▶ [Source text]:

⟨

The word “cozy” is perhaps best defined by an evening heated by a woodstove. As darkness descends and winter cold creeps in, the appliance becomes the center of life. The warmer you want to be, the closer you get. Children play on the floor in front of it. Animals sleep practically under it. Mittens dry on hooks behind it. The sizzle and crackle is as soothing as classical music.

Cheaper to install ($2-3000 plus labor), and one third the cost to run, wood heat is a great alternative for the energy conscious, but requires a year round commitment not suitable for the feint-at-heart. No matter how comfy the sound, heat by woodstove takes constant attention, and armfuls of work.

The adage is absolutely correct that woodstoves heat you twice: once when you burn, and once collecting the wood. As winter ends, the real work begins to secure and cure enough cords (typically 3-5 at $150 each) by late Fall. The stack must remain dry and close enough to be easily hauled inside. The chips of bark and dust fall where they may, littering the pathway, and just when you are really settled down and comfortable, it demands another log.

⟩

▶ [Recorded data]:
⟨

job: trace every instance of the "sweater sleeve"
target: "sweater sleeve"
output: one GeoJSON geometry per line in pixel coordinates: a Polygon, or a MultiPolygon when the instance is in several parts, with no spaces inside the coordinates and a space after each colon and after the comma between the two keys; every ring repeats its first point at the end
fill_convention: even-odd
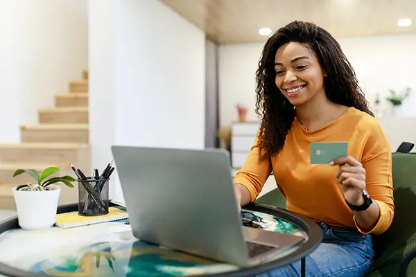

⟩

▶ [Brief]: Reproduce the woodstove passage, beginning at "The adage is" and stopping after "demands another log.".

▶ [Solution to this problem]:
The adage is absolutely correct that woodstoves heat you twice: once when you burn, and once collecting the wood. As winter ends, the real work begins to secure and cure enough cords (typically 3-5 at $150 each) by late Fall. The stack must remain dry and close enough to be easily hauled inside. The chips of bark and dust fall where they may, littering the pathway, and just when you are really settled down and comfortable, it demands another log.